[BEGIN Provided records]
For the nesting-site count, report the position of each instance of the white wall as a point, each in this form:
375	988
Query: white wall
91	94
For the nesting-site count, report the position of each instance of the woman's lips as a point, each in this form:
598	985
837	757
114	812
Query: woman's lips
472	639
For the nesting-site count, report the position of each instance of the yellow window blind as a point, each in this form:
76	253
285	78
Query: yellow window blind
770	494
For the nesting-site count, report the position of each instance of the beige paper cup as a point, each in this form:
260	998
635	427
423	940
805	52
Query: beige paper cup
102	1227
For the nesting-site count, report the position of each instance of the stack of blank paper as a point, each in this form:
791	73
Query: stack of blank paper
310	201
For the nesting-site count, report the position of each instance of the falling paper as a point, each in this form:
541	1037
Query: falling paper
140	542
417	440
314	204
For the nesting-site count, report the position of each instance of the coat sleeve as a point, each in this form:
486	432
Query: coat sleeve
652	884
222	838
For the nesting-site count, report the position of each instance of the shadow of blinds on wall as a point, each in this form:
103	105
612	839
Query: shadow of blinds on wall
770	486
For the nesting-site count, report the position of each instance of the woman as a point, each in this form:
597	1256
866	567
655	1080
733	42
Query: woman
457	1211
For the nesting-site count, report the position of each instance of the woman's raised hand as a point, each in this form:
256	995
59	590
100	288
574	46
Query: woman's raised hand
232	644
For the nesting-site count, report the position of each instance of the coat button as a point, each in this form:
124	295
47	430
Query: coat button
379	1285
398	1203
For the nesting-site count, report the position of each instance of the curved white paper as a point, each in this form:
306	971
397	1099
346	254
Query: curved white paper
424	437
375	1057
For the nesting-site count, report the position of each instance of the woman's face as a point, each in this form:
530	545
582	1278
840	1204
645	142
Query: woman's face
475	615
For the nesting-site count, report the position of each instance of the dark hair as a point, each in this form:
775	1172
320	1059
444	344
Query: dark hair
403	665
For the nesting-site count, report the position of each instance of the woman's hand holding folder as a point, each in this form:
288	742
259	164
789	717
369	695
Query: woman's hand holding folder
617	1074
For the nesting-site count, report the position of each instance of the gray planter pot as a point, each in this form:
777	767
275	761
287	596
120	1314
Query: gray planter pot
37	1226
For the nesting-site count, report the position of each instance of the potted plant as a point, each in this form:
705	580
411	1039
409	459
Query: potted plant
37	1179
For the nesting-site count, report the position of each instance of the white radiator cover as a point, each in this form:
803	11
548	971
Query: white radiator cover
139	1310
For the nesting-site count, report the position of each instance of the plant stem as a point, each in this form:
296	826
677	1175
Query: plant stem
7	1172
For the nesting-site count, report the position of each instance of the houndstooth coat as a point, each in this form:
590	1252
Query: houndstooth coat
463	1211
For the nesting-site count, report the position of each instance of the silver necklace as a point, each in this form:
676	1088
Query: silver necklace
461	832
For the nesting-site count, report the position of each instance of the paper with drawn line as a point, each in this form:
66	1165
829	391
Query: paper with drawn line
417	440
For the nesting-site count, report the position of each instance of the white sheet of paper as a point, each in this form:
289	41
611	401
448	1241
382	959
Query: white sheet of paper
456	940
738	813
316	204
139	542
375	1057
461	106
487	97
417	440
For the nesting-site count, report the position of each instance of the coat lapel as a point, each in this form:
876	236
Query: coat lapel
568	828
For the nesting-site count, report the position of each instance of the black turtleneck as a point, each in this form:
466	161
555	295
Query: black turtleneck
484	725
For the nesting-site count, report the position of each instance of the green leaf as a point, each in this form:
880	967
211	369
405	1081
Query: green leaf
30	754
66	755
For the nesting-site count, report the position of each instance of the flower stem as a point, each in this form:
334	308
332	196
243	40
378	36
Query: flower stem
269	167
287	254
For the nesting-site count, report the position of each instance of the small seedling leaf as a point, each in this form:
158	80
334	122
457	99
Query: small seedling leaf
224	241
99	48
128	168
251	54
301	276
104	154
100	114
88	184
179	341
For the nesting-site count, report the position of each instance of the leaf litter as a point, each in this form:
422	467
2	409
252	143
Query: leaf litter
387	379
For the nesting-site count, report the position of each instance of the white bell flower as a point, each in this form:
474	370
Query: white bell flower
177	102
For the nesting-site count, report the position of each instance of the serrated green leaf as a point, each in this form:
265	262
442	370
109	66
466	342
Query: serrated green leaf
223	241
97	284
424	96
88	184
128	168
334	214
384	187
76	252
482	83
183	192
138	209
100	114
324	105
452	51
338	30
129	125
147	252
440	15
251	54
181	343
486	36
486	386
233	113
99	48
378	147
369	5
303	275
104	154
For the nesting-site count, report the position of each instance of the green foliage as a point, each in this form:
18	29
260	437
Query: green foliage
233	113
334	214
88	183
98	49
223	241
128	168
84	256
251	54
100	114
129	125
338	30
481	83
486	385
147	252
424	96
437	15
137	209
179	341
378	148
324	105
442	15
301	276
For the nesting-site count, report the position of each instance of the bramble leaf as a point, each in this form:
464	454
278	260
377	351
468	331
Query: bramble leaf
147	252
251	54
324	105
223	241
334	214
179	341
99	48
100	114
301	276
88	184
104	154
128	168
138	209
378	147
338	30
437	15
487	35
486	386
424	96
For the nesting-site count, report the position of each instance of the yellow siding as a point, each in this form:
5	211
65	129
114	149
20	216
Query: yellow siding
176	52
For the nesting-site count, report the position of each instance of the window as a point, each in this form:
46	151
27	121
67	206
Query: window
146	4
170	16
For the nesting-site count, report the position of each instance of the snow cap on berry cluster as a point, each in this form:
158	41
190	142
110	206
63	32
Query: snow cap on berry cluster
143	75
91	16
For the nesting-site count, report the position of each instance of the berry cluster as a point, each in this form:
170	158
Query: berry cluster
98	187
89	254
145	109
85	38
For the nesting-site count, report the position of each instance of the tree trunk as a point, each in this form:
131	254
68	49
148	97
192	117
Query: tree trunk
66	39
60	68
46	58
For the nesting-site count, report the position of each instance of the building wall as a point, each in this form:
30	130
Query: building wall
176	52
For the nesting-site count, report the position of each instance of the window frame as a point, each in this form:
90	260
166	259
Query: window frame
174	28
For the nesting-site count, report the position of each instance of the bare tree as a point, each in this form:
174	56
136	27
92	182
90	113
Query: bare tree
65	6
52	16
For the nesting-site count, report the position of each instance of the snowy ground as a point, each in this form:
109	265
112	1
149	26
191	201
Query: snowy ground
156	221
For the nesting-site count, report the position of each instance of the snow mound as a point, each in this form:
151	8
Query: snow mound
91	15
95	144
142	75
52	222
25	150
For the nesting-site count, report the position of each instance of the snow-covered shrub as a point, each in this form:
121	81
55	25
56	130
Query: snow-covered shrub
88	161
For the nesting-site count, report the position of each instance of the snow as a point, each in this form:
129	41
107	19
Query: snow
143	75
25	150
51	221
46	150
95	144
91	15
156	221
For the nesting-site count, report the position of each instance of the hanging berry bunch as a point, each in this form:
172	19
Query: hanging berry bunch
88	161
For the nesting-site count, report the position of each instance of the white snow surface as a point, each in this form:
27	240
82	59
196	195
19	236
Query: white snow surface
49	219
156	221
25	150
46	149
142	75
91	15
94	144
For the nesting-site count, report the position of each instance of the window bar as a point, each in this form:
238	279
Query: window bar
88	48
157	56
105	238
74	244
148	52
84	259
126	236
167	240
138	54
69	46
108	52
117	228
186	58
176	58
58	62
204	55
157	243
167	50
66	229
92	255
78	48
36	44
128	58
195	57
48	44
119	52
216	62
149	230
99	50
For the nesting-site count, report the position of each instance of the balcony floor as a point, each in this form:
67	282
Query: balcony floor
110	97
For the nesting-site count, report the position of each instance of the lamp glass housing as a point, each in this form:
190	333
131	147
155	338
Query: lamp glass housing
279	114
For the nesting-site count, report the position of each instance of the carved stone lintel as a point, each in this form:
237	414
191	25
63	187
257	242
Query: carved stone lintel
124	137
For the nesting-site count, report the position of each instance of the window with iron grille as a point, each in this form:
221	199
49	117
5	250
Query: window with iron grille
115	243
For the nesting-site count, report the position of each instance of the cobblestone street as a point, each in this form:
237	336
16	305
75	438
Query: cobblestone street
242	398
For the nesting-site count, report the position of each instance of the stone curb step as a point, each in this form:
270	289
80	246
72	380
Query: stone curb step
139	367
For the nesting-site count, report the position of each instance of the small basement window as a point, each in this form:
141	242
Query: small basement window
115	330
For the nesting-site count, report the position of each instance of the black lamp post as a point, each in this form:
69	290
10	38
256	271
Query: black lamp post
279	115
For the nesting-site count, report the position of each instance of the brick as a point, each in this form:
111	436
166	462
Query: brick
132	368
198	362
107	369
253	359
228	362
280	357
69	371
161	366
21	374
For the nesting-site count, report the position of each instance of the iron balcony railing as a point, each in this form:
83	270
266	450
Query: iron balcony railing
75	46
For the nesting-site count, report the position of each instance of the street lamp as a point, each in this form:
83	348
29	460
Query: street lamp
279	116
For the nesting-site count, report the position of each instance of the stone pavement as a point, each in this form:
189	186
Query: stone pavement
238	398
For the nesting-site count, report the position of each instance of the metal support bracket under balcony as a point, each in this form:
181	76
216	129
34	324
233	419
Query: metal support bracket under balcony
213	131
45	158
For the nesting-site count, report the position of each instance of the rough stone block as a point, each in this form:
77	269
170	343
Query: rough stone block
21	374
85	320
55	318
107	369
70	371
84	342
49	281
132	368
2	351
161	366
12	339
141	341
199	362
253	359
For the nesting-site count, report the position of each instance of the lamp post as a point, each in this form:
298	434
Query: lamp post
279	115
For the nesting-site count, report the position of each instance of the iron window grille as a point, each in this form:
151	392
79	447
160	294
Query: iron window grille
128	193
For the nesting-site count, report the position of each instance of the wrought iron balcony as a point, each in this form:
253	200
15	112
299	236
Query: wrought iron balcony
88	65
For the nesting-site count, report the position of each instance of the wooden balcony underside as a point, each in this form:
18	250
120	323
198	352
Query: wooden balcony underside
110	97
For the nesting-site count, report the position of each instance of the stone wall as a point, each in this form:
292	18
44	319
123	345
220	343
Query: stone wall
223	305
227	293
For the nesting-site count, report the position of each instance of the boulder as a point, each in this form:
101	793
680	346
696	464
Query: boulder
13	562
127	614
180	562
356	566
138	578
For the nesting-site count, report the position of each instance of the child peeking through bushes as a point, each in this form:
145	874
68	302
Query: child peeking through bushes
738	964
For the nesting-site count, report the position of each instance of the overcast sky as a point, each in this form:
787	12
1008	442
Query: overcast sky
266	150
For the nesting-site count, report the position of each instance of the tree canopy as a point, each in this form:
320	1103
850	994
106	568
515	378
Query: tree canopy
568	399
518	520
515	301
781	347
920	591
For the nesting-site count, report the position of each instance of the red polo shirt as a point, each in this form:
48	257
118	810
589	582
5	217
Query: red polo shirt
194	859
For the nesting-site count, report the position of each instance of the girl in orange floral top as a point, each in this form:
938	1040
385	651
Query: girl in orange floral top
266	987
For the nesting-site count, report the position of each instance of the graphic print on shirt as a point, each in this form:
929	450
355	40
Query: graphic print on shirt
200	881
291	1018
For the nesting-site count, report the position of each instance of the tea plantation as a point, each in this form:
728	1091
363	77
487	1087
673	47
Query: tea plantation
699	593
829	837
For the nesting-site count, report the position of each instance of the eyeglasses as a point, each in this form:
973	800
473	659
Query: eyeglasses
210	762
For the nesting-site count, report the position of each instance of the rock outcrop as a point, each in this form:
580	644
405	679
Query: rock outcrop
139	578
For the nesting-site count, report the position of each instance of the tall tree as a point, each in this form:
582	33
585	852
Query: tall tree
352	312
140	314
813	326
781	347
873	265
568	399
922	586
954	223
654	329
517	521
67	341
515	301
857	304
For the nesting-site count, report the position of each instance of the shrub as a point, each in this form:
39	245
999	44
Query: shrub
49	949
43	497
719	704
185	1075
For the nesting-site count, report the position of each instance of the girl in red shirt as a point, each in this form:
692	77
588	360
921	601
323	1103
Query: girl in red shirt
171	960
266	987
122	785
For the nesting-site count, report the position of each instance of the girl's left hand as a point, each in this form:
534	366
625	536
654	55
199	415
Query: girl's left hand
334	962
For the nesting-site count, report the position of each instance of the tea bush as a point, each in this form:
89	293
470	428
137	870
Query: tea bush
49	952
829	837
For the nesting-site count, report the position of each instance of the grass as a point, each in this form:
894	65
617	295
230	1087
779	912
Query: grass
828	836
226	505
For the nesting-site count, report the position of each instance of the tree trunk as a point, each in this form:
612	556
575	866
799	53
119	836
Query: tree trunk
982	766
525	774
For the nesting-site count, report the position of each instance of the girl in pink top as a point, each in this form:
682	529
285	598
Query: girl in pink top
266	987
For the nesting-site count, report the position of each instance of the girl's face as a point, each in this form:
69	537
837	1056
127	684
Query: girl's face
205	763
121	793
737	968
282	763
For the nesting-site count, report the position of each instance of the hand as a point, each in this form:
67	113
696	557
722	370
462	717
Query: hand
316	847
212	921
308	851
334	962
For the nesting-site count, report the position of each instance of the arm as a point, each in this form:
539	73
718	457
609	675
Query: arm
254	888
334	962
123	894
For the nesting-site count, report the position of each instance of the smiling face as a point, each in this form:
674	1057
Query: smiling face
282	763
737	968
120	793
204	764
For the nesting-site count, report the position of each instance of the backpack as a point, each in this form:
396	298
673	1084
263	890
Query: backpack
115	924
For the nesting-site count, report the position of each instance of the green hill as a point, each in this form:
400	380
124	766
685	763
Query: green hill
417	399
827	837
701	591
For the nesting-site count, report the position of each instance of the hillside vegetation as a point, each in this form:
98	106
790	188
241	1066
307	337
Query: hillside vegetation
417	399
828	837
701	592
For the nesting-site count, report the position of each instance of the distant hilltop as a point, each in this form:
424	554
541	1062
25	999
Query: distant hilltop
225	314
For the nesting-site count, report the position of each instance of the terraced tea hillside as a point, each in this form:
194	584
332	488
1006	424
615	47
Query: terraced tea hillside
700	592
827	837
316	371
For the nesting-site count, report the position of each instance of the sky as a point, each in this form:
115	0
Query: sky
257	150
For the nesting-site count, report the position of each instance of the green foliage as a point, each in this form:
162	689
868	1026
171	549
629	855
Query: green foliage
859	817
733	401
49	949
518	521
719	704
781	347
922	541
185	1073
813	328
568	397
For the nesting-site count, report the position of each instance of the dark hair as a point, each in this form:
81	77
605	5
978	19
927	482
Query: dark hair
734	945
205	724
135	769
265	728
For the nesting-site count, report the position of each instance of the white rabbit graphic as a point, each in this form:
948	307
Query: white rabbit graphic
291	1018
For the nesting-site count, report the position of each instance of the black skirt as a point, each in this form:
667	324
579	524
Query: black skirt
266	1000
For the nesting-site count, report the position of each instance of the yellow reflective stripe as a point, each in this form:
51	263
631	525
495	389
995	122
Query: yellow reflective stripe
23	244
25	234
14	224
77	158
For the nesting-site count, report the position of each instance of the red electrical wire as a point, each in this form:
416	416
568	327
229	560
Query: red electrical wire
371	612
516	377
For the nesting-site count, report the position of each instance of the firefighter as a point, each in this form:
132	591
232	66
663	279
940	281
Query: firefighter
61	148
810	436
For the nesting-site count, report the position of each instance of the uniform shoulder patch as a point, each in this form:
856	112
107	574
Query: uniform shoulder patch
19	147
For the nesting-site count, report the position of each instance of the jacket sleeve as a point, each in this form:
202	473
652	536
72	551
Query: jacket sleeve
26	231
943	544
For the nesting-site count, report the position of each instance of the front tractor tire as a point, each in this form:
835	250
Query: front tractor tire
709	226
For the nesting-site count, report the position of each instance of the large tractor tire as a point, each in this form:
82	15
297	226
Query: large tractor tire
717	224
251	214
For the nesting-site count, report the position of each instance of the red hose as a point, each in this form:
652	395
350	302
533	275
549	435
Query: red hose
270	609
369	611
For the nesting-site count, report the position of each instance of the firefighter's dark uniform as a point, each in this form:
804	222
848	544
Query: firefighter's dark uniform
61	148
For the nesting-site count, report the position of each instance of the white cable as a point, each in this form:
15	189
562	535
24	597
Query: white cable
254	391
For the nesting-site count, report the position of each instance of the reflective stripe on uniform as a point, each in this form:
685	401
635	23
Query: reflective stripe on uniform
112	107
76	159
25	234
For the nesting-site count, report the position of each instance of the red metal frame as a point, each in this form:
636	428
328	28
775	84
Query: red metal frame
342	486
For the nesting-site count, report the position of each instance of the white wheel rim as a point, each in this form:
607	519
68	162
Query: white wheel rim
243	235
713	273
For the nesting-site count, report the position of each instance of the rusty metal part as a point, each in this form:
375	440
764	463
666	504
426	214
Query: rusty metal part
[END Provided records]
Exercise instructions
In the records above, return only the line that contains "the white cable" and every line after it through the last, exactly as they appear.

The output
For the nesting-site count, report the position of each instance of the white cable as a point, each in this form:
15	189
562	535
24	597
Query: white cable
254	391
For the nesting-site count, report the position of each instance of the reflective stripe on uniform as a point, each in this form:
685	401
635	23
Query: reflective stripe on uniform
112	107
76	159
25	234
For the nesting-site count, report the position of each instance of the red metal frame as a point, each in this form:
636	428
328	28
775	84
Query: red metal frame
342	486
For the nesting-site count, report the position of each instance of the white wheel rim as a point, each in this form:
607	519
68	162
Query: white wheel rim
243	235
713	273
For the nesting-site count, report the position of each instance of the rusty metal part as a point, each in this form:
375	440
764	463
666	504
426	214
Query: rusty metal part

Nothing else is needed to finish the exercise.